Write the material out again, line by line, exactly as it is.

#####

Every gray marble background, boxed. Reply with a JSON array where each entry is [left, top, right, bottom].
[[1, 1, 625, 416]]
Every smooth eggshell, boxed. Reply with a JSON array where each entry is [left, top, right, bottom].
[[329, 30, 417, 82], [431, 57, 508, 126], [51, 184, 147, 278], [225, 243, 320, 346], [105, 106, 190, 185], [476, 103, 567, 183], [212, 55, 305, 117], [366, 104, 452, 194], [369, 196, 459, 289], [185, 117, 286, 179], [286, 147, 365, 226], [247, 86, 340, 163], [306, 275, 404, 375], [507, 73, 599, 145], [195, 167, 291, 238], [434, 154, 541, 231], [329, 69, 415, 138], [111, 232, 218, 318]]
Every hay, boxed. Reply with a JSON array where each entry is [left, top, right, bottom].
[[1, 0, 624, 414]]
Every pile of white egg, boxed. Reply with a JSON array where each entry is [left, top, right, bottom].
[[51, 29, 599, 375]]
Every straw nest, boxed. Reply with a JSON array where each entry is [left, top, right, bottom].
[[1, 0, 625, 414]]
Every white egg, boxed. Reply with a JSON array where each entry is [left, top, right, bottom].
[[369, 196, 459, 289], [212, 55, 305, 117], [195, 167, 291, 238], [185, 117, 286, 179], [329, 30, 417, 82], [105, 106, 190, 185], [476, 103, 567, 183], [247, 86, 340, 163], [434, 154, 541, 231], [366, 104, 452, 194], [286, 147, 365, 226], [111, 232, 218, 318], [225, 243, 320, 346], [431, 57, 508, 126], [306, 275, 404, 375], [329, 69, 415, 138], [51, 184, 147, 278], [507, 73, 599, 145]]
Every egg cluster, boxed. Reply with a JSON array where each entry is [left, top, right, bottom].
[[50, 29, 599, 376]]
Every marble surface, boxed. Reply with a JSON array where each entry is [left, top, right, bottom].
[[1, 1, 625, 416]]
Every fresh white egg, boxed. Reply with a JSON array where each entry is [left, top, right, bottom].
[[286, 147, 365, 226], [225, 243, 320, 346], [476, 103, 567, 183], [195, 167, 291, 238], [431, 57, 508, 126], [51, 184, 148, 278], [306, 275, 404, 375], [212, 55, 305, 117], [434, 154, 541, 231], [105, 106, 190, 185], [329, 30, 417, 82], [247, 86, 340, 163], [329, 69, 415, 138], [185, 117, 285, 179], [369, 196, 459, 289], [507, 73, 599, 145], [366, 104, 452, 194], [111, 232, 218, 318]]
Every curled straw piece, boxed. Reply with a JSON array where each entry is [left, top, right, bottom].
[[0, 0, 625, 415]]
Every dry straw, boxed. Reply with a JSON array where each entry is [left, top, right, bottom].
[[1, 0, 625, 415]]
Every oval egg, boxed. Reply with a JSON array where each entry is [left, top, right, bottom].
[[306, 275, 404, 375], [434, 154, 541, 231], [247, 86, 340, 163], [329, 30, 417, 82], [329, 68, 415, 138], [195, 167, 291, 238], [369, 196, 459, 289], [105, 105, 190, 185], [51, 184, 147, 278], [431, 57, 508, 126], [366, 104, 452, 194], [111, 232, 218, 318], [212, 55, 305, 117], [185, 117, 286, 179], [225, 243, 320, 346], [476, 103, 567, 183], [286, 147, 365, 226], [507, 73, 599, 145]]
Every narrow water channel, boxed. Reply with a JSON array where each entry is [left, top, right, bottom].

#####

_Written reply:_
Every gray marble background, boxed. Reply with a JSON array where each entry is [left, top, right, bottom].
[[1, 1, 625, 416]]
Every smooth eggshell, boxed. Reply with a JSON array where each entry is [left, top, right, bottom].
[[329, 30, 417, 82], [431, 57, 508, 126], [51, 184, 147, 278], [225, 243, 320, 346], [105, 106, 190, 185], [476, 103, 567, 183], [212, 55, 305, 117], [366, 104, 452, 194], [369, 196, 459, 289], [185, 117, 286, 179], [286, 147, 365, 226], [247, 86, 340, 163], [306, 275, 404, 375], [507, 73, 599, 145], [195, 167, 291, 238], [434, 154, 541, 231], [329, 69, 415, 138], [111, 232, 218, 318]]
Every hay, boxed. Reply with a JSON array where each entry is [left, top, right, bottom].
[[1, 0, 624, 414]]
Every pile of white egg, boxed. Reply with a JSON array where each entry is [left, top, right, bottom].
[[51, 29, 599, 375]]
Every straw nest, boxed. Reply with a JSON array where each entry is [left, top, right, bottom].
[[1, 0, 625, 414]]
Every white egg, boxed. Reply with a JSON array where each entry is [left, top, right, bottom].
[[369, 196, 459, 289], [212, 55, 305, 117], [195, 167, 291, 238], [185, 117, 286, 179], [329, 30, 417, 82], [105, 106, 190, 185], [476, 103, 567, 183], [247, 86, 340, 163], [434, 154, 541, 231], [366, 104, 452, 194], [286, 147, 365, 226], [111, 232, 218, 318], [225, 243, 320, 346], [431, 57, 508, 126], [306, 275, 404, 375], [329, 69, 415, 138], [51, 184, 147, 278], [507, 73, 599, 145]]
Every egg cluster, boxed. Reply with a JSON array where each entry is [left, top, right, bottom].
[[50, 29, 599, 376]]
Every marble surface, boxed. Reply with a JSON array where each entry is [left, top, right, bottom].
[[1, 1, 625, 416]]
Every fresh white egg, boxed. Reply with a JSON array where each entry is [left, top, right, bottom].
[[286, 147, 365, 226], [225, 243, 320, 346], [476, 103, 567, 183], [195, 167, 291, 238], [431, 57, 508, 126], [51, 184, 148, 278], [306, 275, 404, 375], [212, 55, 305, 117], [434, 154, 541, 231], [105, 106, 190, 185], [329, 30, 417, 82], [247, 86, 340, 163], [329, 69, 415, 138], [185, 117, 285, 179], [369, 196, 459, 289], [507, 73, 599, 145], [366, 104, 452, 194], [111, 232, 218, 318]]
Every curled straw piece, boxed. Reply with a JSON array where each entry is [left, top, right, bottom].
[[0, 0, 625, 415]]
Every dry straw, boxed. Reply with a JSON array where each entry is [left, top, right, bottom].
[[1, 0, 625, 415]]
Every oval egg, boxed. Reply with a JSON array where each entry is [left, top, right, bottom].
[[306, 275, 404, 375], [434, 154, 541, 231], [247, 86, 340, 163], [329, 30, 417, 82], [329, 68, 415, 138], [195, 167, 291, 238], [369, 196, 459, 289], [105, 105, 190, 185], [51, 184, 147, 278], [431, 57, 508, 126], [366, 104, 452, 194], [111, 232, 218, 318], [212, 55, 305, 117], [185, 117, 286, 179], [225, 243, 320, 346], [476, 103, 567, 183], [286, 147, 365, 226], [507, 73, 599, 145]]
Every narrow water channel, boxed. Reply with a JSON array where each entry is [left, top, right, bottom].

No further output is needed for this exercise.